**Task input**

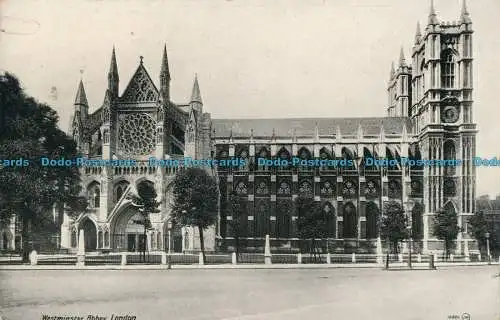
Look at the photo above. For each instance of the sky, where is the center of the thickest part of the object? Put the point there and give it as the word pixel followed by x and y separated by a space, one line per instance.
pixel 253 58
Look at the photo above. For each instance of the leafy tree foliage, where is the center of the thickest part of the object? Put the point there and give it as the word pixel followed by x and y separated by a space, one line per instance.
pixel 394 224
pixel 29 131
pixel 236 209
pixel 195 200
pixel 145 200
pixel 312 222
pixel 446 228
pixel 479 226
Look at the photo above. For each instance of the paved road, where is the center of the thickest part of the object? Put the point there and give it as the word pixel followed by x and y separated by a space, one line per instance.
pixel 253 294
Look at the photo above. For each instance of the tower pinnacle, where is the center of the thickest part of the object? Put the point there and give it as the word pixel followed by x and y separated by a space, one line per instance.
pixel 113 68
pixel 464 16
pixel 113 79
pixel 164 64
pixel 393 72
pixel 418 33
pixel 432 15
pixel 195 94
pixel 402 60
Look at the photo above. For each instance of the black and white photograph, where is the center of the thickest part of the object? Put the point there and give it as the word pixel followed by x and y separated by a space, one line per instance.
pixel 249 159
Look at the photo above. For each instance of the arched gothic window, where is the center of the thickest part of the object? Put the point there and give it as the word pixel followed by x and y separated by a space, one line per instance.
pixel 394 189
pixel 94 195
pixel 350 222
pixel 304 154
pixel 448 69
pixel 120 189
pixel 241 188
pixel 284 189
pixel 283 154
pixel 449 154
pixel 262 188
pixel 305 189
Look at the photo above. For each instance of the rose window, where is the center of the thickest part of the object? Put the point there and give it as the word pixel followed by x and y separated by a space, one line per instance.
pixel 349 189
pixel 241 188
pixel 327 188
pixel 449 187
pixel 284 189
pixel 416 187
pixel 371 188
pixel 263 153
pixel 305 189
pixel 137 134
pixel 394 189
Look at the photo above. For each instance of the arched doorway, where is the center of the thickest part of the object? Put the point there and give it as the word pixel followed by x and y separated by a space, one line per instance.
pixel 128 231
pixel 90 234
pixel 350 221
pixel 372 218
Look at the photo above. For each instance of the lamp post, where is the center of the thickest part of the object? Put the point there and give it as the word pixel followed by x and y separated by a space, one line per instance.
pixel 409 207
pixel 487 236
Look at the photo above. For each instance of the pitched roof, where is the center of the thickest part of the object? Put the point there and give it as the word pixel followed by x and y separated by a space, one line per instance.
pixel 286 127
pixel 140 88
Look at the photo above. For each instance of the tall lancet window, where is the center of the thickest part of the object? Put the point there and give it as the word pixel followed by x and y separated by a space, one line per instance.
pixel 94 195
pixel 448 69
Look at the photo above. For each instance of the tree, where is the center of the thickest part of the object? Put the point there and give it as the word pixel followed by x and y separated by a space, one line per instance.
pixel 195 200
pixel 235 209
pixel 478 227
pixel 312 222
pixel 28 132
pixel 446 228
pixel 145 200
pixel 393 225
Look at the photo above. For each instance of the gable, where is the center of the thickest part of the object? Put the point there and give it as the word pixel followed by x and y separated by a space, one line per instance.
pixel 140 88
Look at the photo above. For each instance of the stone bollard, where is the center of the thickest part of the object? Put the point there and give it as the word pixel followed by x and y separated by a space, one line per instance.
pixel 33 258
pixel 432 266
pixel 80 256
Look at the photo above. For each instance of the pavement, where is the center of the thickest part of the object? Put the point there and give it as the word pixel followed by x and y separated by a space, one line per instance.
pixel 458 292
pixel 394 265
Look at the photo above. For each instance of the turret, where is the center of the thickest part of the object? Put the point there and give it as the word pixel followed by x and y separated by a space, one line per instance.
pixel 113 79
pixel 464 16
pixel 81 103
pixel 196 102
pixel 165 77
pixel 433 20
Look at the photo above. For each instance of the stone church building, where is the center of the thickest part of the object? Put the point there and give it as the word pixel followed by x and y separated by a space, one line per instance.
pixel 429 115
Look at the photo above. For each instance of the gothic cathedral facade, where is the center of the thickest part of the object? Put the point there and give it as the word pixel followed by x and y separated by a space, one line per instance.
pixel 429 116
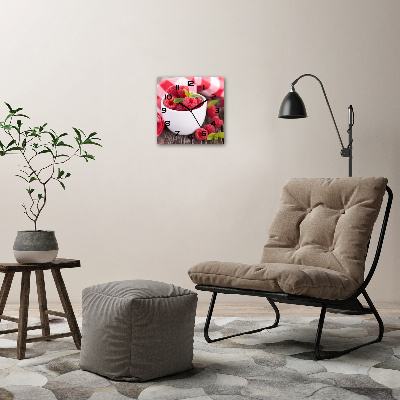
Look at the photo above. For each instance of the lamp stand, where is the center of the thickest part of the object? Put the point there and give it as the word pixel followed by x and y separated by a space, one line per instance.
pixel 348 151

**Goal of the exercise**
Copy all of the data above line for line, word for word, leaving out the images.

**Right answer**
Look at the photo above. For each instance of the sky, where is the center of the thickest part of the object? Put the point there and give it as the word pixel followed by x and y separated by a space, one line per instance.
pixel 253 58
Look at the photo above. For each instance of the leafy tree foliage, where is the center of the thickest part of the object? Put the point there and give it as the word pixel followed by x and y separated by a space, one line per instance.
pixel 394 224
pixel 29 131
pixel 236 209
pixel 195 200
pixel 145 200
pixel 312 222
pixel 446 228
pixel 479 226
Look at the photo above. For each instance of the paved road, where is the center of the thickest part of the object? Put the point there and give it as the word pixel followed by x and y separated by a space, one line per instance.
pixel 253 294
Look at the photo above. For each instance of the tower pinnacle, where is the center of the thickest part of the object? Put the point there and give it as the word pixel followed by x and y separated by a space, one line per instance.
pixel 113 68
pixel 464 16
pixel 113 79
pixel 164 64
pixel 393 72
pixel 418 33
pixel 432 15
pixel 195 94
pixel 402 60
Look at the photo above. For each instance of the black and white photograph, where is the center of the thickest part of the object? Put the point there and give it as the word pixel followed by x and y separated by a space, one line per instance.
pixel 249 159
Look at the photo above. For each instance of the arched gothic window, where is the center of the thickest part of the object? Put the point there and give it as the word pixel followed by x and y separated by a space, one line per instance.
pixel 394 189
pixel 94 195
pixel 350 222
pixel 304 154
pixel 448 69
pixel 120 189
pixel 241 188
pixel 284 189
pixel 283 154
pixel 449 154
pixel 262 188
pixel 305 189
Look at the photo above. For each instance of the rose window, where is the center of the thickest part of the object? Put the point there and give it as the word pixel followed by x and y separated by a space, one line per instance.
pixel 349 189
pixel 241 188
pixel 327 188
pixel 449 187
pixel 284 189
pixel 416 187
pixel 371 188
pixel 263 153
pixel 305 189
pixel 137 134
pixel 394 189
Look at the photo above. For each instance of the arched doorway, where is the center of the thickest part of the object? Put the point there and give it as the word pixel followed by x and y separated by a space, one line per instance.
pixel 128 231
pixel 90 234
pixel 350 221
pixel 372 218
Look at the photo above. For each instance of the lamp post, where is the center of the thickest part of the object? Put the point there and give it as the word pixel followed by x and y separated by a space, one line per instance.
pixel 409 207
pixel 487 236
Look at the photo above. For each instance of the pitched roof, where is the center of the thickest part of the object? Put the point there and give it as the word pixel followed by x and y separated by a space, one line per instance.
pixel 286 127
pixel 140 88
Look at the photo above. For each instance of the tall lancet window, where is the center of the thickest part of the object? Put the point there and give it as the word pixel followed by x and y separated by a space, one line per instance.
pixel 94 195
pixel 448 69
Look at the photo above. For each instance of the tree, where is the center of the thickest part of the object? Put the point there and give it as the word pixel followed by x and y separated by a space, one line per instance.
pixel 195 200
pixel 235 209
pixel 478 227
pixel 312 222
pixel 28 132
pixel 446 228
pixel 145 200
pixel 393 225
Look at the photo above. For each instance of the gable, where is the center of the thickest part of the object? Put the point there and give it as the word pixel followed by x and y separated by a space, one line per instance.
pixel 140 88
Look at the photo above. For each instance of the stone bollard, where is the center of the thickest part of the object? Put the point there and give it as the word pixel followed by x and y separated by a space, one line per instance.
pixel 33 258
pixel 432 266
pixel 80 256
Look at the photo above. For each instance of the pavement, where is the center of the thickest part of the object? Put the point there and give it as the word pixel followed by x and y separated by a space, one line per instance.
pixel 458 292
pixel 394 265
Look at the photo above. For each instance of the turret, where is the center of the thickest part of the object? Put the point there and give it as the word pixel followed by x and y separated by a space, one line per instance.
pixel 113 79
pixel 464 16
pixel 81 103
pixel 196 102
pixel 165 77
pixel 433 20
Look at the photo above. For each instance of the stone church building, where is the center of the thickest part of the object? Put the point there and give it as the word pixel followed by x and y separated by a space, one line per instance.
pixel 429 115
Look at the photo above. For each instance of the gothic cathedral facade, where is the center of the thickest part of the object? Put the point there and give it as the word pixel followed by x and y separated by a space, one line per instance.
pixel 429 116
Look at the photo above. For each instance of the lamp stand, where is the center of the thickest part of the object? Put the point there and give it as the word pixel followed by x and y separated by a space, one line per instance.
pixel 348 151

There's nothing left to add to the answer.